Task objective: Keeping every line intact, repeat the data word for word.

** Opening Entries supplied block **

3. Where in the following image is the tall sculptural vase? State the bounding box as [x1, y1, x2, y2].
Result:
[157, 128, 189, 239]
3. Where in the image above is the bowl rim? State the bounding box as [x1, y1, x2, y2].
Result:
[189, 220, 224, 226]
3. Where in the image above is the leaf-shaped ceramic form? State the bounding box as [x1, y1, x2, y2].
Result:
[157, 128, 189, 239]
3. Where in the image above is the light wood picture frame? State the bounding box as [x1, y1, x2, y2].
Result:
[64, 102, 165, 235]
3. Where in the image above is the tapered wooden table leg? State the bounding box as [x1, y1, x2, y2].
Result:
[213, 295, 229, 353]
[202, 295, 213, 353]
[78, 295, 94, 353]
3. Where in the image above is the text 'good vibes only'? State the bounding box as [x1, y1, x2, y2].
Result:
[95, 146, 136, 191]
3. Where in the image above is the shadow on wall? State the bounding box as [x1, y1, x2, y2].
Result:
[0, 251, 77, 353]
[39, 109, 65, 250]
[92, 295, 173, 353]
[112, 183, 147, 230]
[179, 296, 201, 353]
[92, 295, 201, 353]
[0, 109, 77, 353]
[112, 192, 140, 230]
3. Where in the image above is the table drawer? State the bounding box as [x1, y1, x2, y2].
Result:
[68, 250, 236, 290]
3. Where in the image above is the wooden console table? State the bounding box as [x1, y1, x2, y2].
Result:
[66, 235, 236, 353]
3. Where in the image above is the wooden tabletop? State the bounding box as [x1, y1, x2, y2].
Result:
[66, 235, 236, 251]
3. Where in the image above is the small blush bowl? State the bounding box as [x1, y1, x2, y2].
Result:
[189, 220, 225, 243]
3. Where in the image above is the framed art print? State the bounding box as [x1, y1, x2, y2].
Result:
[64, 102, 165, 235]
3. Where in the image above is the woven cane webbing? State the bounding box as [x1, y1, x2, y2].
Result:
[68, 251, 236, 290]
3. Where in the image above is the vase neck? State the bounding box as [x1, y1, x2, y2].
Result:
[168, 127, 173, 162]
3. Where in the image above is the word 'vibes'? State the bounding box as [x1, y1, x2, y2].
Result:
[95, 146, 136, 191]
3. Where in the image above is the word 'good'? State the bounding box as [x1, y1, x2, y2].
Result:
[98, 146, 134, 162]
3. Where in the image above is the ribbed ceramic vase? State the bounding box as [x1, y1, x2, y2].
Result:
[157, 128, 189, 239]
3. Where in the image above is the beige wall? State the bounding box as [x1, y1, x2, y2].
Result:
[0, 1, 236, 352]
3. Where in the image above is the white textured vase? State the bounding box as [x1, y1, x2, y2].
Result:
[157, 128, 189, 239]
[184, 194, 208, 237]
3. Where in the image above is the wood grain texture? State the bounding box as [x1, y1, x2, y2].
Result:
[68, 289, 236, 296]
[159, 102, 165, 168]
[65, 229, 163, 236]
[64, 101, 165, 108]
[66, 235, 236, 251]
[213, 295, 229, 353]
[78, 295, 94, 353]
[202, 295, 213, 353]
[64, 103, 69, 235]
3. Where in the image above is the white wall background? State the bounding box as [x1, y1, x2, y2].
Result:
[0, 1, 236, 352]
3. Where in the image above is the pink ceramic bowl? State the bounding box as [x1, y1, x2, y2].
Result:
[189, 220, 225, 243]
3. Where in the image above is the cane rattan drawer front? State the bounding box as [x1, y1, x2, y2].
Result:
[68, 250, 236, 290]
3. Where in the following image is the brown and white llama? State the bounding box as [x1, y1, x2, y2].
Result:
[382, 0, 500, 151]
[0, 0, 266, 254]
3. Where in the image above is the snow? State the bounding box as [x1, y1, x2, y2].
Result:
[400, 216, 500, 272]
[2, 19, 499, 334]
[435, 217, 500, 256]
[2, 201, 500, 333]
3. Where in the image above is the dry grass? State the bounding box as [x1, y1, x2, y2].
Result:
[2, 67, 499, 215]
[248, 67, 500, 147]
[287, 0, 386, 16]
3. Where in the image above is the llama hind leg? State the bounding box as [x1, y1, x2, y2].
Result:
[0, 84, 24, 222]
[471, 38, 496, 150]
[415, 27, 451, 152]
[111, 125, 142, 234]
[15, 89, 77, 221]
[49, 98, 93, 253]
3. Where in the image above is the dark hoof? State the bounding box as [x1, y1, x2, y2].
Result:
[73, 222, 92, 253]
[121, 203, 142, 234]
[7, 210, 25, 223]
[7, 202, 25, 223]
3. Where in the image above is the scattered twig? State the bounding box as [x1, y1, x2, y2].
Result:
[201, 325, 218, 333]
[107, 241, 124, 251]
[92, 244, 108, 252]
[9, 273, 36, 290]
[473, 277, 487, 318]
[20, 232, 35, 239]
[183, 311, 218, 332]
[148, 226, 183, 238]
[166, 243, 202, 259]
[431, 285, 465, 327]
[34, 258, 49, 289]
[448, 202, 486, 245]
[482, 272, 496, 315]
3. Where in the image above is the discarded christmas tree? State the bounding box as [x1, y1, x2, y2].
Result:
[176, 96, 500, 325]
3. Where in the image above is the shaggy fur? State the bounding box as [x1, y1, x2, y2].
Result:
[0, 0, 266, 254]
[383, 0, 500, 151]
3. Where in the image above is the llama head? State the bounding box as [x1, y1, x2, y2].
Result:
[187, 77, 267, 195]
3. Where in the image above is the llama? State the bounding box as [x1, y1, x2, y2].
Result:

** Closing Entries supplied block **

Task output:
3. Where in the following image is the tall sculptural vase? State the bounding box as [x1, y1, x2, y2].
Result:
[157, 128, 189, 239]
3. Where in the image above is the bowl rim? State the bounding box as [x1, y1, x2, y2].
Result:
[189, 220, 224, 226]
3. Where in the image above is the leaf-shaped ceramic form? State the bounding box as [x1, y1, x2, y2].
Result:
[157, 128, 189, 239]
3. Where in the image above is the light wood picture frame? State the bounding box as [x1, y1, x2, y2].
Result:
[64, 102, 165, 235]
3. Where in the image above is the tapered wooden table leg? State the bounding box as [x1, y1, x2, y2].
Result:
[213, 295, 229, 353]
[202, 295, 213, 353]
[78, 295, 94, 353]
3. Where in the image above is the text 'good vibes only'? State the bounding box as [x1, y1, x2, y2].
Result:
[95, 146, 136, 191]
3. Where in the image above is the shadow on wall? State the bounding box as [x1, y1, x2, y2].
Result:
[0, 251, 77, 353]
[39, 109, 65, 250]
[92, 295, 173, 353]
[112, 183, 147, 230]
[179, 296, 201, 353]
[92, 295, 201, 353]
[0, 109, 77, 353]
[112, 192, 140, 230]
3. Where in the image above is the table drawer? State the bounding box as [x1, y1, x2, y2].
Result:
[68, 250, 236, 290]
3. Where in the image above is the wooden console table? State the bounding box as [x1, y1, x2, y2].
Result:
[66, 235, 236, 353]
3. Where in the image above is the wooden tabletop? State the bounding box as [x1, y1, x2, y2].
Result:
[66, 235, 236, 251]
3. Where in the image above is the small blush bowl? State the bounding box as [x1, y1, x2, y2].
Result:
[189, 220, 225, 243]
3. Where in the image above is the framed art print? State the bounding box as [x1, y1, x2, y2].
Result:
[64, 102, 165, 235]
3. Where in the image above is the woven cane webbing? State the bounding box as [x1, y1, x2, y2].
Result:
[68, 251, 236, 290]
3. Where in the image above is the vase neck? State the bounding box as [x1, y1, x2, y2].
Result:
[168, 127, 173, 162]
3. Where in the image above is the word 'vibes'? State the bounding box as [x1, y1, x2, y2].
Result:
[95, 146, 136, 191]
3. Where in the image above is the word 'good'? State the bounding box as [x1, y1, x2, y2].
Result:
[98, 146, 134, 162]
3. Where in the image above is the ribbed ceramic vase? State the bounding box as [x1, y1, x2, y2].
Result:
[157, 128, 189, 239]
3. Where in the image above is the beige wall? State the bounding box as [x1, y1, x2, y2].
Result:
[0, 1, 236, 352]
3. Where in the image above is the white textured vase? State the bounding box as [x1, y1, x2, y2].
Result:
[157, 128, 189, 239]
[184, 194, 208, 237]
3. Where in the image above is the wood grain texture? State the bounding box as [x1, y1, x2, y2].
Result:
[68, 289, 236, 296]
[159, 102, 165, 168]
[65, 229, 163, 236]
[64, 101, 165, 108]
[66, 235, 236, 251]
[213, 295, 229, 353]
[78, 295, 94, 353]
[202, 295, 213, 353]
[64, 103, 69, 235]
3. Where in the image above is the white wall background? State the bounding box as [x1, y1, x2, y2].
Result:
[0, 1, 236, 352]
3. Where in the image above is the pink ceramic bowl? State the bounding box as [x1, y1, x2, y2].
Result:
[189, 220, 225, 243]
3. Where in the image above is the cane rattan drawer front? State the bounding box as [x1, y1, x2, y2].
Result:
[68, 250, 236, 290]
3. Where in the following image is the brown and white llama? State the bounding box as [x1, y1, x2, y2].
Result:
[382, 0, 500, 151]
[0, 0, 266, 254]
3. Where in the image above is the snow? State the bounding box as [x1, y1, x2, y2].
Result:
[400, 216, 500, 272]
[2, 19, 499, 334]
[435, 217, 500, 256]
[2, 201, 500, 333]
3. Where in the image above is the dry grass? State the bounding box as [x1, y1, x2, y2].
Result:
[2, 67, 499, 215]
[248, 67, 500, 147]
[287, 0, 386, 16]
3. Where in the image above is the llama hind leg? State the bounding box as [x1, y1, x2, y2].
Result:
[0, 84, 24, 222]
[471, 38, 496, 150]
[415, 27, 451, 152]
[111, 125, 142, 234]
[15, 89, 77, 221]
[49, 98, 93, 253]
3. Where in the image above is the dark hoof? State the bounding box as [x1, y1, x2, y2].
Result:
[73, 222, 92, 253]
[121, 203, 142, 234]
[7, 210, 25, 223]
[7, 202, 25, 223]
3. Where in the image above is the scattered twig? State the bounding box as [x1, y1, x2, y2].
Result:
[201, 325, 218, 333]
[107, 241, 124, 251]
[92, 244, 108, 252]
[9, 273, 36, 290]
[473, 277, 487, 318]
[20, 232, 35, 239]
[183, 311, 218, 332]
[148, 226, 183, 238]
[166, 243, 202, 259]
[431, 285, 465, 327]
[34, 258, 49, 289]
[448, 202, 486, 245]
[482, 272, 496, 315]
3. Where in the image above is the discarded christmas tree? State the bounding box as [x1, y1, x2, y2].
Result:
[176, 96, 500, 325]
3. Where in the image above is the shaggy fur? State the bounding box as [x1, y1, x2, y2].
Result:
[0, 0, 266, 254]
[383, 0, 500, 151]
3. Where in the image above is the llama head? State the bounding box as [x1, y1, x2, y2].
Result:
[187, 77, 267, 195]
3. Where in the image above is the llama? State the bounding box as [x1, y1, x2, y2].
Result:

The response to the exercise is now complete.